(Saved entries)
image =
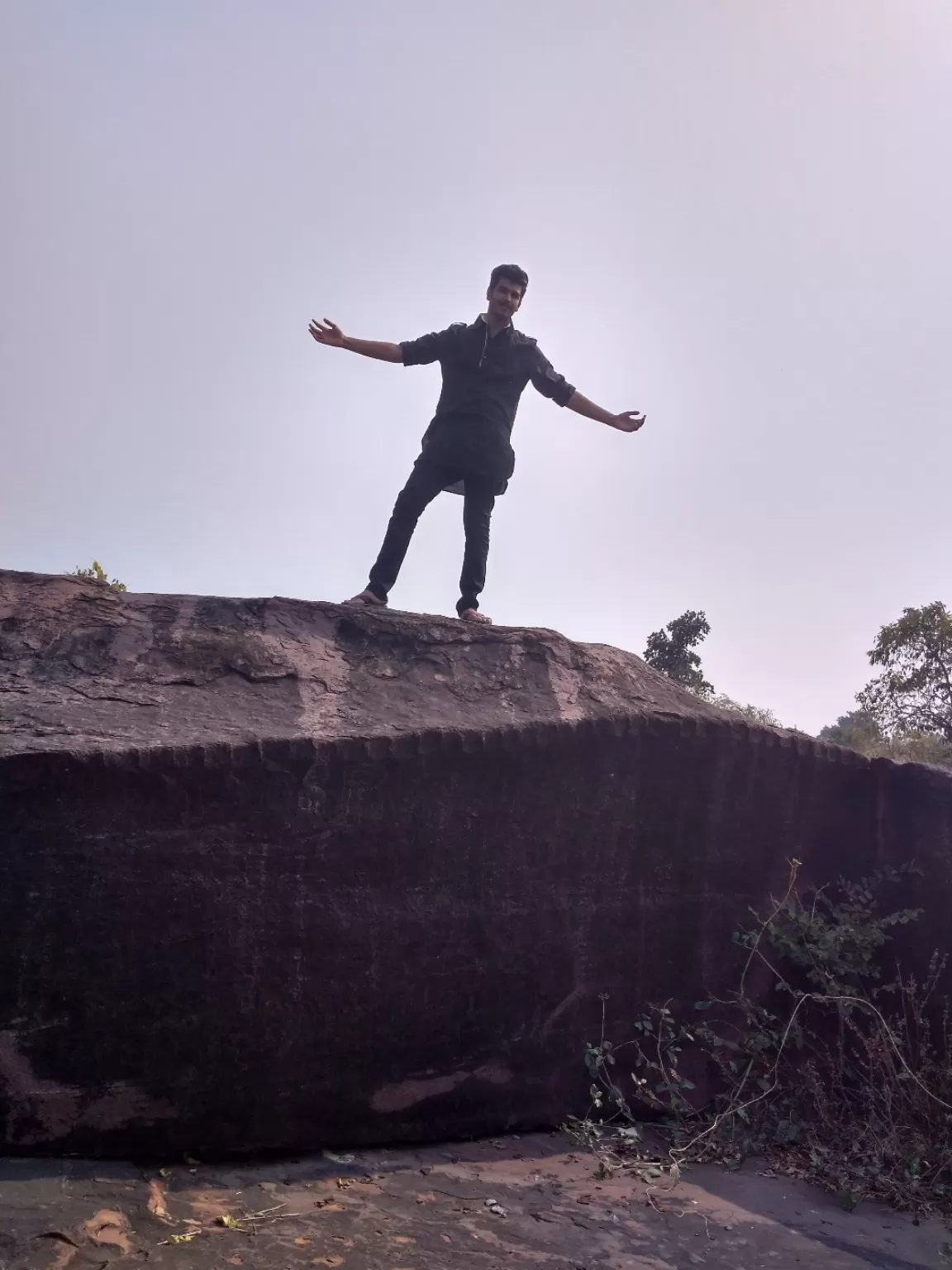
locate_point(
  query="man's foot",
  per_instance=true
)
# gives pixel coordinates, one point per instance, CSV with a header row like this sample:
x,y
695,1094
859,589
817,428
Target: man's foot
x,y
367,599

▶ [What the task asks]
Reproduce every record in full. Leave out the images.

▶ [Task response]
image =
locate_point(
  query="man's foot",
  per_instance=true
)
# gives pixel coordinates, one point per instance, CSV with a header row like this sample:
x,y
695,1094
859,589
817,428
Target: man's foot
x,y
367,599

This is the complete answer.